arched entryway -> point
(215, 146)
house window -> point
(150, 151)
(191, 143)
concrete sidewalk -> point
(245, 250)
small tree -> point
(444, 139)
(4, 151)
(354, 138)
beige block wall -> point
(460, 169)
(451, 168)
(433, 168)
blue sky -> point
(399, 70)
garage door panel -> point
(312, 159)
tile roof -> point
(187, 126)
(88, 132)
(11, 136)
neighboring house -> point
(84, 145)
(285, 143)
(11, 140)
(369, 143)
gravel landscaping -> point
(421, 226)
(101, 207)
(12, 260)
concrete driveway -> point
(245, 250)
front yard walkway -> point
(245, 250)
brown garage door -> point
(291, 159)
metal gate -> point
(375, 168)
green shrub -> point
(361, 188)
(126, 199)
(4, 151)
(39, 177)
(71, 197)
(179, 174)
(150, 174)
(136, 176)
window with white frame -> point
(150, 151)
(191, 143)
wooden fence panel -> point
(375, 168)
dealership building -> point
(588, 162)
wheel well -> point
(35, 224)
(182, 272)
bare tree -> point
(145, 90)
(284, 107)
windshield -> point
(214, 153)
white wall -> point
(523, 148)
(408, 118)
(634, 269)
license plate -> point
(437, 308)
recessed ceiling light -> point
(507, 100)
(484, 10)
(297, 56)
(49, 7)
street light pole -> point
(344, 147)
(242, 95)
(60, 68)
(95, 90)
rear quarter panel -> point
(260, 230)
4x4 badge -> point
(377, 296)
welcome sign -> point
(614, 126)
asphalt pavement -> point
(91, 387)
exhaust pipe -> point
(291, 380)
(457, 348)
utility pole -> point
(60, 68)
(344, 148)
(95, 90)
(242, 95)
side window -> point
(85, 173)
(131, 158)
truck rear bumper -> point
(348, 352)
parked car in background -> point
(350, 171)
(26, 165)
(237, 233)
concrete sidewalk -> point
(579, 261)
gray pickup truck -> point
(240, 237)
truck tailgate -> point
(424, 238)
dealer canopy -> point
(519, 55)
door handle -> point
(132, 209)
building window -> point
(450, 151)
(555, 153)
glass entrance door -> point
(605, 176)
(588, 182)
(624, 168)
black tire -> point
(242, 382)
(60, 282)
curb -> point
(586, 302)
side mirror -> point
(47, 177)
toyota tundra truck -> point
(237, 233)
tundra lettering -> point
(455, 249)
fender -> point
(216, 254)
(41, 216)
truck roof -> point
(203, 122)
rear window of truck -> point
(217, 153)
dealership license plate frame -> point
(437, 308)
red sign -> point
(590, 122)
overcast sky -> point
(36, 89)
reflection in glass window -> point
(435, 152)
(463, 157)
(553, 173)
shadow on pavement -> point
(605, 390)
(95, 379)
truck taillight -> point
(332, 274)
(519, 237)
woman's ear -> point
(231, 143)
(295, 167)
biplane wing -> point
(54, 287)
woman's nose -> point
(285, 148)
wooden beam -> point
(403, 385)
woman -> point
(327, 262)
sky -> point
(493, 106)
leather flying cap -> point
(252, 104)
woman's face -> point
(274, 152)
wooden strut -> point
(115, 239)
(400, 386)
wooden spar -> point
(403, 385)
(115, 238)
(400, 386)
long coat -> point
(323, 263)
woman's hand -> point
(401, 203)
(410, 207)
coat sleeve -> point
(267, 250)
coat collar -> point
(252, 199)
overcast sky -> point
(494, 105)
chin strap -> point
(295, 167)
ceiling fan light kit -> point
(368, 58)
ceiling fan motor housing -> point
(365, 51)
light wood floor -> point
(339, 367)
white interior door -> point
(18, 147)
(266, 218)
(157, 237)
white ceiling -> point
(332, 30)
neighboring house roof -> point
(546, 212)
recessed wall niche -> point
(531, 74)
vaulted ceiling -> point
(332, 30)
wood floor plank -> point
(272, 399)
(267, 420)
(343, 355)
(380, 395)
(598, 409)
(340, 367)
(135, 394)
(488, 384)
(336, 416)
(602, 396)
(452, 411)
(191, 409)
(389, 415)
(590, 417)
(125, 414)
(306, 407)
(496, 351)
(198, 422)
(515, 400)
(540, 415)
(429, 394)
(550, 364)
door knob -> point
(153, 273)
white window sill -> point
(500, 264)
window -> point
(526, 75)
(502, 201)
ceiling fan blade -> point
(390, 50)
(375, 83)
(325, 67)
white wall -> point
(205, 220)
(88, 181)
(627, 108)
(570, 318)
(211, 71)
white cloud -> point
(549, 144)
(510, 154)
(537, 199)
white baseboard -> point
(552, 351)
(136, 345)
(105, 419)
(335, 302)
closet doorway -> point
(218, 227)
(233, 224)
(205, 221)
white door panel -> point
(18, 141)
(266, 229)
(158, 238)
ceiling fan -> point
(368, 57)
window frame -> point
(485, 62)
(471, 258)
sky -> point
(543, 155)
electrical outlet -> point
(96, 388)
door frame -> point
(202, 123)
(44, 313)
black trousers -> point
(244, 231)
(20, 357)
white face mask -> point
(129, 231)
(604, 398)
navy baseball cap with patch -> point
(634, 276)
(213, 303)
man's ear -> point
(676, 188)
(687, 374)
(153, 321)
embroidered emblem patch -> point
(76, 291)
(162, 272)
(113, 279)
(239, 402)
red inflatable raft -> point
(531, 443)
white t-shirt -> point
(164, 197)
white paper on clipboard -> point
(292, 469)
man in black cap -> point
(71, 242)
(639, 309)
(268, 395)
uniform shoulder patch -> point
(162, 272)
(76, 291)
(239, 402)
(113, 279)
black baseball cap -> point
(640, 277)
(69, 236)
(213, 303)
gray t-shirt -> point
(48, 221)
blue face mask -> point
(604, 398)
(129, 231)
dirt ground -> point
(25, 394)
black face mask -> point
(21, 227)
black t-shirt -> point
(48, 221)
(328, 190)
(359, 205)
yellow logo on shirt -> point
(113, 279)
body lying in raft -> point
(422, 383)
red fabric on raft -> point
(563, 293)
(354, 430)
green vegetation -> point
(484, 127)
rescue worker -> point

++++

Task statement:
Copy every item above line for line, with no change to any word, number, or mark.

Result of the task:
arched entryway -> point
(215, 146)
house window -> point
(150, 151)
(191, 143)
concrete sidewalk -> point
(245, 250)
small tree -> point
(444, 139)
(4, 151)
(354, 138)
beige block wall -> point
(460, 169)
(451, 168)
(433, 168)
blue sky -> point
(399, 70)
garage door panel -> point
(312, 159)
tile roof -> point
(187, 126)
(88, 132)
(11, 136)
neighboring house -> point
(84, 145)
(285, 143)
(11, 140)
(369, 143)
gravel landscaping -> point
(421, 226)
(101, 207)
(12, 260)
concrete driveway -> point
(245, 250)
front yard walkway -> point
(245, 250)
brown garage door -> point
(291, 159)
metal gate -> point
(375, 168)
green shrub -> point
(361, 188)
(126, 199)
(4, 151)
(39, 177)
(71, 197)
(179, 174)
(150, 174)
(136, 176)
window with white frame -> point
(150, 151)
(191, 143)
wooden fence panel -> point
(375, 168)
dealership building -> point
(588, 162)
wheel well -> point
(35, 224)
(182, 272)
bare tree -> point
(145, 90)
(284, 107)
windshield -> point
(214, 153)
white wall -> point
(523, 148)
(408, 118)
(634, 269)
license plate -> point
(437, 308)
recessed ceiling light -> point
(507, 100)
(484, 10)
(297, 56)
(49, 7)
street light pole -> point
(344, 147)
(242, 95)
(60, 68)
(95, 90)
rear quarter panel -> point
(260, 230)
4x4 badge -> point
(377, 296)
welcome sign -> point
(614, 126)
asphalt pavement -> point
(91, 387)
exhaust pipe -> point
(291, 380)
(457, 348)
utility pole -> point
(60, 68)
(344, 148)
(95, 90)
(242, 95)
side window -> point
(85, 173)
(131, 158)
truck rear bumper -> point
(348, 352)
parked car in background -> point
(350, 171)
(26, 165)
(237, 233)
concrete sidewalk -> point
(579, 261)
gray pickup truck -> point
(240, 237)
truck tailgate -> point
(424, 238)
dealer canopy -> point
(519, 55)
door handle -> point
(132, 209)
building window -> point
(450, 151)
(555, 153)
glass entrance door -> point
(605, 176)
(588, 182)
(624, 168)
black tire -> point
(242, 382)
(60, 282)
curb -> point
(586, 302)
side mirror -> point
(47, 177)
toyota tundra truck -> point
(237, 233)
tundra lettering -> point
(455, 249)
fender -> point
(216, 254)
(41, 216)
truck roof -> point
(203, 122)
rear window of truck -> point
(217, 153)
dealership license plate frame -> point
(437, 308)
red sign -> point
(590, 122)
overcast sky -> point
(36, 89)
reflection in glass window -> point
(435, 152)
(463, 157)
(553, 173)
shadow on pavement -> point
(605, 390)
(95, 379)
truck taillight -> point
(332, 274)
(519, 237)
woman's ear -> point
(231, 143)
(295, 167)
biplane wing -> point
(54, 287)
woman's nose -> point
(285, 148)
wooden beam -> point
(403, 385)
woman -> point
(327, 262)
sky -> point
(493, 106)
leather flying cap -> point
(252, 104)
woman's face -> point
(274, 152)
wooden strut -> point
(115, 239)
(400, 386)
wooden spar -> point
(403, 385)
(115, 238)
(400, 386)
long coat -> point
(323, 263)
woman's hand -> point
(401, 203)
(410, 207)
coat sleeve -> point
(267, 250)
coat collar -> point
(252, 199)
overcast sky -> point
(494, 105)
chin strap -> point
(295, 167)
ceiling fan light kit -> point
(368, 58)
ceiling fan motor housing -> point
(365, 51)
light wood floor -> point
(339, 367)
white interior door -> point
(18, 147)
(266, 218)
(157, 237)
white ceiling -> point
(332, 30)
neighboring house roof -> point
(546, 212)
recessed wall niche -> point
(531, 74)
vaulted ceiling -> point
(332, 30)
wood floor plank -> point
(272, 399)
(267, 420)
(343, 355)
(380, 395)
(598, 409)
(340, 367)
(135, 394)
(488, 384)
(336, 416)
(602, 396)
(452, 411)
(191, 409)
(389, 415)
(590, 417)
(125, 414)
(306, 407)
(496, 351)
(198, 422)
(515, 400)
(540, 415)
(429, 394)
(550, 364)
door knob -> point
(153, 273)
white window sill -> point
(500, 264)
window -> point
(526, 75)
(502, 201)
ceiling fan blade -> point
(390, 50)
(375, 83)
(325, 67)
white wall -> point
(205, 220)
(88, 181)
(627, 108)
(570, 318)
(211, 71)
white cloud -> point
(549, 144)
(510, 154)
(537, 199)
white baseboard -> point
(552, 351)
(136, 345)
(105, 419)
(335, 302)
closet doorway -> point
(218, 227)
(233, 224)
(205, 221)
white door panel -> point
(18, 141)
(266, 229)
(158, 238)
ceiling fan -> point
(368, 57)
window frame -> point
(485, 62)
(471, 258)
sky -> point
(543, 155)
electrical outlet -> point
(96, 388)
door frame -> point
(202, 123)
(44, 313)
black trousers -> point
(244, 231)
(20, 357)
white face mask -> point
(129, 231)
(604, 398)
navy baseball cap with patch -> point
(634, 276)
(213, 303)
man's ear -> point
(676, 188)
(687, 374)
(153, 321)
embroidered emblem patch -> point
(76, 291)
(162, 272)
(113, 279)
(239, 402)
red inflatable raft -> point
(531, 443)
white t-shirt -> point
(164, 197)
white paper on clipboard -> point
(292, 469)
man in black cap -> point
(71, 242)
(639, 309)
(268, 395)
uniform shoulder patch -> point
(162, 272)
(76, 291)
(239, 402)
(113, 279)
black baseball cap -> point
(640, 277)
(69, 236)
(213, 303)
gray t-shirt -> point
(48, 221)
blue face mask -> point
(604, 398)
(129, 231)
dirt ground -> point
(25, 394)
black face mask -> point
(21, 227)
black t-shirt -> point
(48, 221)
(328, 190)
(359, 205)
yellow logo on shirt -> point
(113, 279)
body lying in raft -> point
(422, 383)
red fabric on raft -> point
(563, 293)
(354, 430)
green vegetation -> point
(484, 127)
rescue worker -> point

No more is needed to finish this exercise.